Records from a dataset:
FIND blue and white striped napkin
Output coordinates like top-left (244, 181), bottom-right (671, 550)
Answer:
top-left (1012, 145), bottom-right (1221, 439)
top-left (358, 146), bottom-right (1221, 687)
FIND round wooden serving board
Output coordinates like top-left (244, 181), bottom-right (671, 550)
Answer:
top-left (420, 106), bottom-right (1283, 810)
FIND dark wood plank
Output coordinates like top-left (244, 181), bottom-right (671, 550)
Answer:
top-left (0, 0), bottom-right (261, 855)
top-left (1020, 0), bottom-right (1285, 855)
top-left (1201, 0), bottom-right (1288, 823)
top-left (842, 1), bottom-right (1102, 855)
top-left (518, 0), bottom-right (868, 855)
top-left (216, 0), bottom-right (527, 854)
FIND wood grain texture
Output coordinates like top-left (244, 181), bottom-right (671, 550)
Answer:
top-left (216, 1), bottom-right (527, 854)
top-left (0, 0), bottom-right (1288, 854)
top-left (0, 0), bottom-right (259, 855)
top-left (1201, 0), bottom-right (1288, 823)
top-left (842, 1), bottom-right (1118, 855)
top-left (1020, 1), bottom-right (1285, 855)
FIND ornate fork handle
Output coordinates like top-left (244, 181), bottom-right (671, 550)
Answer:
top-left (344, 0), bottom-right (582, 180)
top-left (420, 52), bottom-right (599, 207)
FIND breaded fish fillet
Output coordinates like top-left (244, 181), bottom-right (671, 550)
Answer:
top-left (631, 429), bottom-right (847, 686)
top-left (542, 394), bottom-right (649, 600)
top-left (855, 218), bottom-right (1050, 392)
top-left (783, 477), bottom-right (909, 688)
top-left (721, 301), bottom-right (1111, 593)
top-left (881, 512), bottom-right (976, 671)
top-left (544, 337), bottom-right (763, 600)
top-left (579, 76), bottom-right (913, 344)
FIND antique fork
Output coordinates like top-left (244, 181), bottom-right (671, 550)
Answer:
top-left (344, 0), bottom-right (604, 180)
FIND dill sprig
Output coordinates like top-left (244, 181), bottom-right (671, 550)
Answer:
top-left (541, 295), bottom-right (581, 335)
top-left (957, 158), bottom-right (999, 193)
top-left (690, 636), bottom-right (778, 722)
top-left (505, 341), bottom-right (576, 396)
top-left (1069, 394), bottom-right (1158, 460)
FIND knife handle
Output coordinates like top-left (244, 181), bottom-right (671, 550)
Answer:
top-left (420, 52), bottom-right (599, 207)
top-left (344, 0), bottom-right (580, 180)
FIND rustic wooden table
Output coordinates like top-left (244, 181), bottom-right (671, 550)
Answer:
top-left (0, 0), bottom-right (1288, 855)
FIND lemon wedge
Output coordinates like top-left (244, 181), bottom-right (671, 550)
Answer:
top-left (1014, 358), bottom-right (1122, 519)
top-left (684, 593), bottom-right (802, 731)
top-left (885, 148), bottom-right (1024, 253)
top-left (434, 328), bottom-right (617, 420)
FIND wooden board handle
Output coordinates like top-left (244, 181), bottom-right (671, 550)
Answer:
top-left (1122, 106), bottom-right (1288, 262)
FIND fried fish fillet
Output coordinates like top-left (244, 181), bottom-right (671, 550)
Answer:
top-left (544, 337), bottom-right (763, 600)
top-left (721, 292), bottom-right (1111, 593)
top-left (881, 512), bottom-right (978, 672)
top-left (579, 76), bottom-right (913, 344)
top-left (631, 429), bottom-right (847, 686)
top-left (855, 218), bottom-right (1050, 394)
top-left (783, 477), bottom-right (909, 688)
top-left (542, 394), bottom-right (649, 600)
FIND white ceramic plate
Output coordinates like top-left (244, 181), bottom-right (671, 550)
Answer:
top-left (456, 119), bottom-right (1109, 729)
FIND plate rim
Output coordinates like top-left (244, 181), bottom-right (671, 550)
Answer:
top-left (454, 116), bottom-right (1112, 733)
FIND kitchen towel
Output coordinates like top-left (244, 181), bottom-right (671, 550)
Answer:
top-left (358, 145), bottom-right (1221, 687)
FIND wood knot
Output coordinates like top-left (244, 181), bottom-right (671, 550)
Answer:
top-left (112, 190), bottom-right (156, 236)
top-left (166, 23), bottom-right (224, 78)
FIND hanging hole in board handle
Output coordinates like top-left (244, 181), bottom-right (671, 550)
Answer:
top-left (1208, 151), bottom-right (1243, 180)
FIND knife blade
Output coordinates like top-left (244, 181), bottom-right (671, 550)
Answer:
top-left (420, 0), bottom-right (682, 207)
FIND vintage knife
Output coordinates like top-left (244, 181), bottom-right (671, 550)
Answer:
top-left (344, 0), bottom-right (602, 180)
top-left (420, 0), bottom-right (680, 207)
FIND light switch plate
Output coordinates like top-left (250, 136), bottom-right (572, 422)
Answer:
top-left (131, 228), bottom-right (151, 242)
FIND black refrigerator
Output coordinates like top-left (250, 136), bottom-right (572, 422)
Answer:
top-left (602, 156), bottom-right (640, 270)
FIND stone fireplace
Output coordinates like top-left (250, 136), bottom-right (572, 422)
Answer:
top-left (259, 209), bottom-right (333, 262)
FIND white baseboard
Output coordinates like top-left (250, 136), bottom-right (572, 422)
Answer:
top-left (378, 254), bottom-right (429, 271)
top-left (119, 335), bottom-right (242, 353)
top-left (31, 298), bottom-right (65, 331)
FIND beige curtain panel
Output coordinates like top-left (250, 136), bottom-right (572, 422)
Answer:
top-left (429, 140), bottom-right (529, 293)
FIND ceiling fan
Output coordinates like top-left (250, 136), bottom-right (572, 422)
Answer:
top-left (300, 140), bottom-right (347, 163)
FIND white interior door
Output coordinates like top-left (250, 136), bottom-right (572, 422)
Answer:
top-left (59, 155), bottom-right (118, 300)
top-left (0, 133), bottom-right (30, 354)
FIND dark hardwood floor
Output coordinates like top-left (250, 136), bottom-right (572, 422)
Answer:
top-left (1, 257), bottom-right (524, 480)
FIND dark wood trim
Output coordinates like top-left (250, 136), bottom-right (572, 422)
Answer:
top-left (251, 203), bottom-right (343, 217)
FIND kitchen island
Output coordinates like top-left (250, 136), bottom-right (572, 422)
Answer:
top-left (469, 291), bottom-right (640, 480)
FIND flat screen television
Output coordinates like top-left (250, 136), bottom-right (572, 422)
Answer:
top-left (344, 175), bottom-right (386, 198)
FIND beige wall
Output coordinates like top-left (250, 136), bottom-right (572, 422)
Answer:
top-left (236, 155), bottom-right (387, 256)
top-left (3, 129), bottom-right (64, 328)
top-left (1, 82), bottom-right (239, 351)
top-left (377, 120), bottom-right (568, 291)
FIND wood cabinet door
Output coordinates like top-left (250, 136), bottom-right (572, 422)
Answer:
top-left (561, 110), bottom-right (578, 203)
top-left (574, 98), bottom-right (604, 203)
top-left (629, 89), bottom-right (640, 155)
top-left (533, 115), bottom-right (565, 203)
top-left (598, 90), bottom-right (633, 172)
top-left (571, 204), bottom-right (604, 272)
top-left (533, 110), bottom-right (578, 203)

» **Given request**
Repeat, word for word, every line from the line that contains "FIND white baseboard" to the end of the entries; include both of those lines and no others.

» **Task response**
FIND white baseboard
Output coordinates like top-left (250, 136), bottom-right (572, 422)
Answer:
top-left (378, 254), bottom-right (429, 271)
top-left (119, 335), bottom-right (242, 353)
top-left (31, 298), bottom-right (65, 331)
FIND beige curtain panel
Output coordinates like top-left (250, 136), bottom-right (572, 422)
Answer:
top-left (429, 140), bottom-right (529, 293)
FIND ceiling fan
Output coordinates like top-left (250, 136), bottom-right (572, 422)
Answer:
top-left (300, 140), bottom-right (347, 163)
FIND white interior door
Output coordinates like top-left (250, 136), bottom-right (572, 422)
Answer:
top-left (59, 155), bottom-right (118, 300)
top-left (0, 133), bottom-right (30, 354)
FIND dark hardwood floor
Output coordinates like top-left (250, 136), bottom-right (572, 422)
Answer:
top-left (1, 257), bottom-right (524, 480)
FIND dark wood trim
Output coordinates like top-left (250, 136), bottom-right (572, 422)
Answer:
top-left (251, 203), bottom-right (343, 217)
FIND kitchen island
Output coordinates like top-left (250, 136), bottom-right (572, 422)
Answer:
top-left (469, 291), bottom-right (640, 480)
FIND flat screen television
Output coordinates like top-left (250, 136), bottom-right (572, 422)
Answer:
top-left (344, 175), bottom-right (386, 198)
FIND beige wall
Output coordinates like top-left (250, 136), bottom-right (572, 422)
Answer:
top-left (236, 155), bottom-right (387, 256)
top-left (3, 129), bottom-right (64, 328)
top-left (1, 82), bottom-right (239, 351)
top-left (377, 120), bottom-right (568, 291)
FIND wood cabinet door
Output coordinates like top-left (250, 136), bottom-right (572, 422)
Answer:
top-left (561, 110), bottom-right (578, 203)
top-left (574, 98), bottom-right (604, 203)
top-left (629, 89), bottom-right (640, 155)
top-left (533, 115), bottom-right (565, 203)
top-left (598, 90), bottom-right (633, 172)
top-left (571, 204), bottom-right (604, 272)
top-left (533, 110), bottom-right (578, 203)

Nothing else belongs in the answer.